----- EXERCISE MATERIAL -----

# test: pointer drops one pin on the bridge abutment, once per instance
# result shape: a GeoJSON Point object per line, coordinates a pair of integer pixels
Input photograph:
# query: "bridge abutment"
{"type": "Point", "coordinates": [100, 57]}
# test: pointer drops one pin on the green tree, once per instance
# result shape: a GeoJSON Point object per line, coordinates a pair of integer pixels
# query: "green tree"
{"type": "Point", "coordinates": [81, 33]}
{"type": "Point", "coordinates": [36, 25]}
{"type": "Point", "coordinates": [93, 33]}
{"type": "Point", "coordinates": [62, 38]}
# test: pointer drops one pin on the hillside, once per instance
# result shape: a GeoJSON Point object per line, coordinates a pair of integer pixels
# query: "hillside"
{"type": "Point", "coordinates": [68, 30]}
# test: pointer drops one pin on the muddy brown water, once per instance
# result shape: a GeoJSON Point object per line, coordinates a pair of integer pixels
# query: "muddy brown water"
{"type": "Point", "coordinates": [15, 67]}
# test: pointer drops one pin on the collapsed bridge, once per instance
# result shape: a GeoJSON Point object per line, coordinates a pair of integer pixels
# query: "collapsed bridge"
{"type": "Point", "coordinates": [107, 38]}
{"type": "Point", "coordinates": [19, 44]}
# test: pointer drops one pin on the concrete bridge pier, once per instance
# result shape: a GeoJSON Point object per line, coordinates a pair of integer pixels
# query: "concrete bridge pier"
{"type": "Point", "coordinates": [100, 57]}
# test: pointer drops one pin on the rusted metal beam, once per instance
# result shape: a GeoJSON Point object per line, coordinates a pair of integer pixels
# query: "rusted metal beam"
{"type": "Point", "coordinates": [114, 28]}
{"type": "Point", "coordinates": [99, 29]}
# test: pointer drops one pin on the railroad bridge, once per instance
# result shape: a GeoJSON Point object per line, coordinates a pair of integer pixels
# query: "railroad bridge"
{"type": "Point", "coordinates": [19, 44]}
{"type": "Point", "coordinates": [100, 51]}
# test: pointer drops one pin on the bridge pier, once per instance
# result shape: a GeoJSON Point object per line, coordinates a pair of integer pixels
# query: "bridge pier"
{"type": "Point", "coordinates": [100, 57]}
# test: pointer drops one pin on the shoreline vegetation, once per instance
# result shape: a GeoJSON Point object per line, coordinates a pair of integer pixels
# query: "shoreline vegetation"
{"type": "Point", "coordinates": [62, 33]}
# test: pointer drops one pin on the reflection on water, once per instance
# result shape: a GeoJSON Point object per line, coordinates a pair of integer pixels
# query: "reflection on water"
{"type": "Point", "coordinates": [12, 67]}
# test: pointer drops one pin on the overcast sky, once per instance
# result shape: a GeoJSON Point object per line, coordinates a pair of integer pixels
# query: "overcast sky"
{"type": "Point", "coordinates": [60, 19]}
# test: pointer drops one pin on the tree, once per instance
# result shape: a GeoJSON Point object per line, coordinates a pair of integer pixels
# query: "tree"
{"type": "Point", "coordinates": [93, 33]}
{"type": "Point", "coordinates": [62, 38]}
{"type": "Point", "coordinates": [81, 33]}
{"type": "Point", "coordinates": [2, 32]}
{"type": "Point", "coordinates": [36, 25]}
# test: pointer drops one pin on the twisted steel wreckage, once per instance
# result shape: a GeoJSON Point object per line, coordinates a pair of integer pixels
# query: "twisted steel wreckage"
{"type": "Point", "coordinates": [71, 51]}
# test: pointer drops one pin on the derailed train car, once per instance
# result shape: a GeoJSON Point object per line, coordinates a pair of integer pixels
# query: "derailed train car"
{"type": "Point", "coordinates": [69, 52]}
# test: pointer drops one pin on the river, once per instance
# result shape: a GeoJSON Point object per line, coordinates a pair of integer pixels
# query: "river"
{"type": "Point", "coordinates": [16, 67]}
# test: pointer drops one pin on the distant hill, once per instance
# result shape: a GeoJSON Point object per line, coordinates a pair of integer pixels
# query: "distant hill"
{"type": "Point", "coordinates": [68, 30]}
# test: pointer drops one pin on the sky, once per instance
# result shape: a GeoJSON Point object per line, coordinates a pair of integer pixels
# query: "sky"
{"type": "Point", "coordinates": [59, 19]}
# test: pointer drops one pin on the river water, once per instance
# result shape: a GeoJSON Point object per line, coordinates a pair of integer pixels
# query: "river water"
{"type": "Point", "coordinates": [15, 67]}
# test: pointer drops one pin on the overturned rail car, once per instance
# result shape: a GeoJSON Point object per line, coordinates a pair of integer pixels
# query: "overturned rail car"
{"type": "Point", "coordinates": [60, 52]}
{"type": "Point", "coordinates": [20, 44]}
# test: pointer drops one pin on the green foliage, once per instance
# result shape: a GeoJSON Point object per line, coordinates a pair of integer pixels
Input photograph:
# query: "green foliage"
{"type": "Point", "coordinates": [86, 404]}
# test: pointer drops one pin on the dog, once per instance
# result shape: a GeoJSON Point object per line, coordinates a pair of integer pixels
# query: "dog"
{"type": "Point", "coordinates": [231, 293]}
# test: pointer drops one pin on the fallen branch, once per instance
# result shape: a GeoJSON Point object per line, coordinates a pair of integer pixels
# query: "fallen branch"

-----

### EXERCISE INSTRUCTIONS
Restate all of the entries exactly, please.

### FULL OUTPUT
# test: pointer drops one pin on the bridge abutment, once per instance
# result shape: a GeoJSON Point object per line, coordinates a pair of integer pixels
Input photograph:
# query: "bridge abutment"
{"type": "Point", "coordinates": [100, 57]}
# test: pointer drops one pin on the green tree, once per instance
# result shape: a GeoJSON Point object per line, coordinates a pair of integer pixels
# query: "green tree"
{"type": "Point", "coordinates": [81, 33]}
{"type": "Point", "coordinates": [36, 25]}
{"type": "Point", "coordinates": [93, 33]}
{"type": "Point", "coordinates": [62, 38]}
# test: pointer drops one pin on the hillside, once per instance
# result shape: a GeoJSON Point object per line, coordinates a pair of integer pixels
# query: "hillside"
{"type": "Point", "coordinates": [68, 30]}
# test: pointer drops one pin on the muddy brown water, once per instance
# result shape: a GeoJSON Point object per line, coordinates a pair of integer pixels
# query: "muddy brown water"
{"type": "Point", "coordinates": [15, 67]}
# test: pointer drops one pin on the collapsed bridge, once per instance
# result shape: a GeoJSON Point object per line, coordinates a pair of integer pixels
# query: "collapsed bridge"
{"type": "Point", "coordinates": [107, 38]}
{"type": "Point", "coordinates": [19, 44]}
# test: pointer drops one pin on the concrete bridge pier, once per instance
# result shape: a GeoJSON Point object per line, coordinates a pair of integer pixels
# query: "concrete bridge pier"
{"type": "Point", "coordinates": [100, 57]}
# test: pointer drops one pin on the rusted metal beam, once per instance
# result shape: a GeoJSON Point object per line, coordinates a pair of integer pixels
# query: "rusted metal beam"
{"type": "Point", "coordinates": [114, 28]}
{"type": "Point", "coordinates": [99, 29]}
# test: pointer drops one pin on the railroad bridge, once per instance
# result shape: a GeoJSON Point object per line, coordinates a pair of integer pixels
# query: "railroad bridge"
{"type": "Point", "coordinates": [19, 44]}
{"type": "Point", "coordinates": [100, 51]}
# test: pointer drops one pin on the bridge pier, once per instance
# result shape: a GeoJSON Point object per line, coordinates a pair of integer pixels
# query: "bridge pier"
{"type": "Point", "coordinates": [100, 57]}
# test: pointer drops one pin on the shoreline vegetation, once per instance
# result shape: a GeoJSON Point object per line, coordinates a pair of integer pixels
# query: "shoreline vegetation"
{"type": "Point", "coordinates": [62, 33]}
# test: pointer drops one pin on the reflection on water, once per instance
# result shape: a GeoJSON Point object per line, coordinates a pair of integer pixels
# query: "reflection on water"
{"type": "Point", "coordinates": [12, 67]}
# test: pointer drops one pin on the overcast sky, once per instance
# result shape: a GeoJSON Point object per line, coordinates a pair of integer pixels
# query: "overcast sky"
{"type": "Point", "coordinates": [60, 19]}
# test: pointer drops one pin on the tree, once per instance
# result shape: a GeoJSON Point object per line, coordinates a pair of integer pixels
# query: "tree"
{"type": "Point", "coordinates": [93, 33]}
{"type": "Point", "coordinates": [62, 38]}
{"type": "Point", "coordinates": [81, 33]}
{"type": "Point", "coordinates": [2, 32]}
{"type": "Point", "coordinates": [36, 25]}
# test: pointer drops one pin on the twisted steel wreckage, once per instance
# result shape: a GeoJSON Point object per line, coordinates a pair of integer pixels
# query: "twisted steel wreckage"
{"type": "Point", "coordinates": [71, 51]}
# test: pointer drops one pin on the derailed train car, once per instance
# result shape: a GeoJSON Point object per line, coordinates a pair of integer pixels
# query: "derailed train car"
{"type": "Point", "coordinates": [69, 52]}
# test: pointer drops one pin on the river, once per instance
# result shape: a GeoJSON Point object per line, coordinates a pair of integer pixels
# query: "river"
{"type": "Point", "coordinates": [16, 67]}
# test: pointer drops one pin on the distant hill, once per instance
# result shape: a GeoJSON Point object per line, coordinates a pair of integer pixels
# query: "distant hill"
{"type": "Point", "coordinates": [68, 30]}
# test: pointer drops one pin on the sky, once per instance
# result shape: a GeoJSON Point object per line, coordinates a pair of integer pixels
# query: "sky"
{"type": "Point", "coordinates": [59, 19]}
# test: pointer drops one pin on the river water, once per instance
# result shape: a GeoJSON Point object per line, coordinates a pair of integer pixels
# query: "river water"
{"type": "Point", "coordinates": [15, 67]}
# test: pointer drops one pin on the overturned rail car, once per instance
# result shape: a GeoJSON Point object per line, coordinates a pair of integer pixels
# query: "overturned rail car"
{"type": "Point", "coordinates": [60, 52]}
{"type": "Point", "coordinates": [20, 44]}
# test: pointer drops one pin on the green foliage, once per instance
# result shape: a GeoJSON Point object per line, coordinates a pair of integer pixels
Input photograph:
# query: "green foliage"
{"type": "Point", "coordinates": [86, 404]}
# test: pointer drops one pin on the dog, once per instance
# result shape: a GeoJSON Point object per line, coordinates a pair of integer pixels
# query: "dog"
{"type": "Point", "coordinates": [231, 293]}
# test: pointer drops one pin on the fallen branch, once per instance
# result shape: a GeoJSON Point object per line, coordinates a pair of integer pixels
# query: "fallen branch"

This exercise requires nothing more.